## Kutipan Teks
══════

Masih Adakah Otoritas Tubuh Manusia?


Perang apa yang sudah berlangsung ribuan tahun dan belum bisa berakhir hingga kini? Hampir semua orang pernah mengalami perang ini. Perang memperebutkan otoritas tubuhnya sendiri.

Bila perang yang Anda alami terasa lebih hebat, kemungkinan besar Anda seorang perempuan. Sebagai perempuan saya mengakui asumsi tersebut. Namun, isu tentang rokok yang beredar belakangan membuat saya berfikir, mungkin laki-laki pun mulai kehilangan otoritas akan tubuh.

Apa hubungan rokok yang terus mengalami kenaikan harga dan otoritas tubuh? Jika Anda perokok pasti merasa kalau kegiatan mengepulkan asap tembakau ini sebenarnya personal. Meskipun ada istilah social smoker bagi mereka yang mengandalkan rokok untuk meningkatkan percaya diri atau melancarkan obrolan saat bersosialisasi.

Bukan karena saya pernah jadi perokok, lantas saya membela mereka yang kebetulan mayoritas laki-laki ini. Ini bukan masalah rokok yang merugikan kesehatan konsumen dan mereka yang terkena asapnya. Ini masalah otoritas tubuh manusia.

Larangan merokok di tempat-tempat tertentu itu oke untuk melindungi para passive smokers. Lain halnya dengan kebijakan dan pemaksaan dari orang-orang dengan otoritas tertentu tentang rokok yang akhirnya membuat seorang manusia kehilangan pilihan dan otoritas akan tubuh. Sepertinya edukasi dan kampanye tentang bahaya rokok sudah cukup, tidak perlu dengan menambahkan cap-cap negatif pada perokok. Mereka butuh bantuan bukan hinaan.

Coba kalau kita membandingkan dengan masalah berat badan. Sekarang sudah banyak batasan dalam mengkampanyekan produk atau layanan penurunan berat badan. Memang tidak seketat batasan-batasan dalam kampanye rokok, tapi sudah ada larangan pemasangan foto before-after di iklan sebuah sosial media nomer satu di dunia.

Untuk industri ini sudah ada kesadaran, bahwa memberikan tekanan pada orang untuk memiliki tubuh ideal hanya akan membuat mereka semakin jauh dari kata sehat. Kenapa turun berat malah jadi tidak sehat, karena tekanan untuk kurus membuat seseorang tidak ragu lagi memilih cara-cara instan yang membahayakan kesehatan.

Dalam kata lain, tekanan berkedok kesehatan dan penilaian negatif pada perokok atau orang dengan obesitas itu tidak menyelesaikan masalah. Demikian juga dengan restriksi dari pemerintah yang berlebihan. Yang dibutuhkan adalah pengendalian distribusi, edukasi, dan kebijakan yang tidak cari gampang dengan mengurangi otoritas seseorang akan tubuhnya. Karena dengan edukasi, orang akan memiliki pilihan. Adanya pilihan membuat orang merasa mampu mengendalikan dirinya sendiri.

══════

## Tujuan A
Bisakah Anda menyalin semua baris daftar di bawah ini tanpa mengubah apa pun, tetapi tanpa menyertakan gambarnya?
Teks tadi dan daftar yang menyusul tidak saling berkaitan.

══════

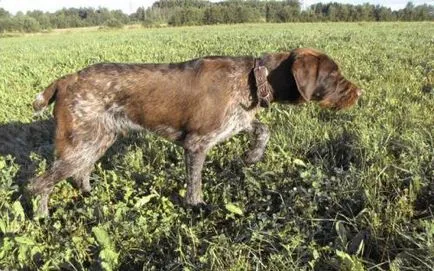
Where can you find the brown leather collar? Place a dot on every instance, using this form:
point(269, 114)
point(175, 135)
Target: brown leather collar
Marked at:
point(263, 87)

══════

## Tujuan B
Bisakah Anda menyunting teks tentang otoritas tubuh di atas, seluruhnya dari "Bila perang yang" turun sampai "otoritas tubuh manusia.", dengan mengganti "perokok" menjadi "pengguna tembakau" lalu menuliskan hasilnya?

## Jawaban Benar A
Where can you find the brown leather collar? Place a dot on every instance, using this form:
point(269, 114)
point(175, 135)
Target: brown leather collar
Marked at:
point(263, 87)

## Jawaban Benar B
Bila perang yang Anda alami terasa lebih hebat, kemungkinan besar Anda seorang perempuan. Sebagai perempuan saya mengakui asumsi tersebut. Namun, isu tentang rokok yang beredar belakangan membuat saya berfikir, mungkin laki-laki pun mulai kehilangan otoritas akan tubuh.

Apa hubungan rokok yang terus mengalami kenaikan harga dan otoritas tubuh? Jika Anda pengguna tembakau pasti merasa kalau kegiatan mengepulkan asap tembakau ini sebenarnya personal. Meskipun ada istilah social smoker bagi mereka yang mengandalkan rokok untuk meningkatkan percaya diri atau melancarkan obrolan saat bersosialisasi.

Bukan karena saya pernah jadi pengguna tembakau, lantas saya membela mereka yang kebetulan mayoritas laki-laki ini. Ini bukan masalah rokok yang merugikan kesehatan konsumen dan mereka yang terkena asapnya. Ini masalah otoritas tubuh manusia.